* **DATA FOR REVIEW**:
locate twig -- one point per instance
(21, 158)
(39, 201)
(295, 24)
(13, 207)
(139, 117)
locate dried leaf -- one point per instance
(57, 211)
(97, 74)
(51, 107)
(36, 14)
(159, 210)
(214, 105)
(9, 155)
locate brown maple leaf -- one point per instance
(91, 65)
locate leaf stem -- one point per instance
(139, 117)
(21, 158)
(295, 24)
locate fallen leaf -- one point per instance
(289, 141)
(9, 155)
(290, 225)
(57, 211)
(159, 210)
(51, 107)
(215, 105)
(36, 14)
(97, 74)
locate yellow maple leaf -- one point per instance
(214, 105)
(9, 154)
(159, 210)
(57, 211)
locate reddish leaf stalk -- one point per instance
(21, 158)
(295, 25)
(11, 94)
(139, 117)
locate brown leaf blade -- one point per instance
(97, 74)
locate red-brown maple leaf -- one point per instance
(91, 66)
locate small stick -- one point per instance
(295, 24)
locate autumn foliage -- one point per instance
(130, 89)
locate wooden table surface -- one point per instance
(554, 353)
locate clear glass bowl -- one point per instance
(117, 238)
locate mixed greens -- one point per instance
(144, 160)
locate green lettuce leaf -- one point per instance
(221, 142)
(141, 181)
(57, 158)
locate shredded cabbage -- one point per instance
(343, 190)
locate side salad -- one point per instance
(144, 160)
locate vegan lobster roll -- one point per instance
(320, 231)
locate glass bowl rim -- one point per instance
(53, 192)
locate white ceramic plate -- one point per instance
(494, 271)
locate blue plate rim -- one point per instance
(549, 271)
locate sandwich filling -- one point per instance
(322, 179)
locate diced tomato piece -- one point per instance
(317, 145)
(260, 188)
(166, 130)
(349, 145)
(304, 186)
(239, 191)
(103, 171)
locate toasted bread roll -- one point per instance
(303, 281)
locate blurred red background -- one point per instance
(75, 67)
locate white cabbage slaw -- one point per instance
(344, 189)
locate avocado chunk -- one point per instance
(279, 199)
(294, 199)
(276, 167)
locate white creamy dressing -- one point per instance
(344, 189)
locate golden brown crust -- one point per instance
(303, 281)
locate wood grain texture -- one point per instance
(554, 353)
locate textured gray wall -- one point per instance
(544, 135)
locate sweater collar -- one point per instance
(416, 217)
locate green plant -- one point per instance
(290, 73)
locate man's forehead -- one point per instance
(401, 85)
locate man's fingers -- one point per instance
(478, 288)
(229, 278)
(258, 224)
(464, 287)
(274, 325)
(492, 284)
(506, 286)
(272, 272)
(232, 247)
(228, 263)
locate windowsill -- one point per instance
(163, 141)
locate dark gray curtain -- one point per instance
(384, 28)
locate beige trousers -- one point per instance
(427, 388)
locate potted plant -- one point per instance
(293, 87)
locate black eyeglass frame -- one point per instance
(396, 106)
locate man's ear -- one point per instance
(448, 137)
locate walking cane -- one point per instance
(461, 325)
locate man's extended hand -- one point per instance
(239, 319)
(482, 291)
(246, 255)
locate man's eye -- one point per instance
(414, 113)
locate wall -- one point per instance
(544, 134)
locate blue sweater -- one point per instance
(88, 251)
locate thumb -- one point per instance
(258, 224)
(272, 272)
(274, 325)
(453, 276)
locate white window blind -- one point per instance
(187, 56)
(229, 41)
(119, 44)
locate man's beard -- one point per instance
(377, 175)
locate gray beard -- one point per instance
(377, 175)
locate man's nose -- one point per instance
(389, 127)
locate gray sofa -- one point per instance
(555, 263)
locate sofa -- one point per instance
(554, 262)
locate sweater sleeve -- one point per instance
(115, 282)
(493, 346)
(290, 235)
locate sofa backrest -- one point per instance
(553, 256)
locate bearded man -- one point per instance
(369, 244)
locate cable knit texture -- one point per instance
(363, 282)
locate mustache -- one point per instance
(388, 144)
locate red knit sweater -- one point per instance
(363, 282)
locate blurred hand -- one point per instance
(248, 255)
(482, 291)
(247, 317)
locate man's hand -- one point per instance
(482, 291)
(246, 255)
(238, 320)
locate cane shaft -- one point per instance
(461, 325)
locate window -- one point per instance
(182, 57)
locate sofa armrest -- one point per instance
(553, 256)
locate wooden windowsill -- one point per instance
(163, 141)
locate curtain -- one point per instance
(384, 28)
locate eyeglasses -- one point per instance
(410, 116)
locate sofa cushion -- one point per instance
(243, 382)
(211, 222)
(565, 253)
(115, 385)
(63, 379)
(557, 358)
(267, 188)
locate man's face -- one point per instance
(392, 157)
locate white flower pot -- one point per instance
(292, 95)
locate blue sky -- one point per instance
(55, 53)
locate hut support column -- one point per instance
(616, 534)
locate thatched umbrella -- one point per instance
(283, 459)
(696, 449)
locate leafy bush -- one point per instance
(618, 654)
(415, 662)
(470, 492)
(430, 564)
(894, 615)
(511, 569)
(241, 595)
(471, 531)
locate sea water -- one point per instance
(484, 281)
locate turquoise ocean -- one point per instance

* **TASK ITEM**:
Each record above is to be written out again, without any change.

* **SOLUTION BELOW**:
locate twig -- one point per instance
(21, 158)
(39, 201)
(295, 24)
(13, 207)
(139, 117)
locate dried leaf -- one point per instance
(57, 211)
(97, 74)
(51, 107)
(36, 14)
(159, 210)
(214, 105)
(9, 155)
locate brown maple leaf -- one point per instance
(91, 65)
locate leaf stem -- one point per instance
(139, 117)
(21, 158)
(295, 24)
locate fallen leaf -- one point per instance
(289, 141)
(9, 155)
(290, 225)
(57, 211)
(159, 210)
(51, 107)
(215, 105)
(36, 14)
(97, 74)
locate yellow maple leaf -- one point per instance
(214, 105)
(9, 154)
(159, 210)
(57, 211)
locate reddish leaf stalk -- one point per instance
(21, 158)
(295, 25)
(11, 94)
(139, 117)
locate brown leaf blade -- one point per instance
(97, 74)
locate red-brown maple leaf -- one point per instance
(91, 66)
locate small stick -- one point per instance
(295, 24)
locate autumn foliage -- one point per instance
(130, 89)
locate wooden table surface -- one point per instance
(554, 353)
locate clear glass bowl -- one point per instance
(117, 238)
locate mixed greens -- one point per instance
(144, 160)
locate green lettuce leaf -- one point per instance
(221, 142)
(141, 181)
(57, 158)
locate shredded cabbage -- one point per instance
(343, 190)
locate side salad -- one point per instance
(144, 160)
locate vegan lobster roll -- one point per instance
(320, 231)
locate glass bowl rim -- one point per instance
(53, 192)
locate white ceramic plate -- one point per instance
(494, 271)
locate blue plate rim -- one point per instance
(549, 271)
locate sandwich filling -- one point per instance
(322, 179)
locate diced tomato piece -- one point per instance
(317, 145)
(260, 188)
(166, 130)
(349, 145)
(304, 186)
(239, 191)
(103, 171)
locate toasted bread roll -- one point per instance
(303, 281)
locate blurred red background -- one point per instance
(75, 67)
locate white cabbage slaw -- one point per instance
(344, 189)
locate avocado chunk -- one point per instance
(279, 199)
(294, 199)
(276, 167)
locate white creamy dressing -- one point per instance
(344, 189)
locate golden brown crust -- one point per instance
(303, 281)
locate wood grain texture -- one point per instance
(554, 353)
locate textured gray wall -- one point per instance
(544, 135)
locate sweater collar -- one point per instance
(416, 217)
locate green plant -- one point per instance
(290, 73)
locate man's forehead -- one point per instance
(401, 85)
locate man's fingers -- one point per instance
(478, 288)
(229, 278)
(258, 224)
(464, 287)
(274, 325)
(492, 284)
(506, 286)
(272, 272)
(232, 247)
(228, 263)
locate windowsill -- one point per instance
(163, 141)
locate dark gray curtain -- one point per instance
(384, 28)
locate beige trousers -- one point per instance
(427, 388)
locate potted plant -- one point per instance
(293, 87)
locate black eyeglass frame -- one point per instance
(396, 106)
locate man's ear -- one point per instance
(448, 137)
locate walking cane -- one point per instance
(461, 325)
locate man's extended hand -- one point per instance
(239, 319)
(482, 291)
(246, 255)
locate man's eye -- one point per instance
(414, 113)
locate wall -- one point per instance
(544, 134)
locate blue sweater -- one point per instance
(88, 251)
locate thumb -- one point per instance
(258, 224)
(272, 272)
(274, 325)
(453, 276)
locate white window blind -- one point per instance
(187, 56)
(229, 41)
(119, 44)
locate man's beard -- one point per instance
(377, 175)
locate gray beard -- one point per instance
(377, 175)
locate man's nose -- one point per instance
(389, 127)
locate gray sofa -- one point per instance
(555, 263)
locate sofa -- one point per instance
(554, 262)
locate sweater sleeve -- one point per instance
(115, 282)
(493, 346)
(290, 235)
locate sofa backrest -- one point per instance
(553, 256)
locate bearded man -- one point per instance
(369, 244)
locate cable knit texture -- one point per instance
(363, 282)
locate mustache -- one point per instance
(388, 144)
locate red knit sweater -- one point per instance
(363, 282)
locate blurred hand -- one point per instance
(248, 255)
(482, 291)
(247, 317)
locate man's hand -- one point per instance
(482, 291)
(246, 255)
(238, 320)
locate cane shaft -- one point per instance
(461, 325)
locate window -- one point per instance
(182, 57)
locate sofa armrest -- one point per instance
(553, 256)
locate wooden windowsill -- one point per instance
(163, 141)
locate curtain -- one point per instance
(384, 28)
locate eyeglasses -- one point per instance
(410, 116)
locate sofa cushion -- one point per instance
(243, 382)
(211, 222)
(565, 253)
(115, 385)
(63, 379)
(557, 358)
(267, 188)
locate man's face -- one point per instance
(392, 157)
locate white flower pot -- one point per instance
(292, 95)
locate blue sky -- one point per instance
(55, 53)
locate hut support column -- one point per instance
(616, 534)
locate thatched umbrella -- one point per instance
(283, 459)
(696, 449)
locate leafy bush -- one point per instance
(618, 654)
(415, 662)
(470, 492)
(430, 564)
(894, 615)
(511, 569)
(241, 595)
(471, 531)
locate sea water -- one point per instance
(484, 281)
locate turquoise ocean -- one point per instance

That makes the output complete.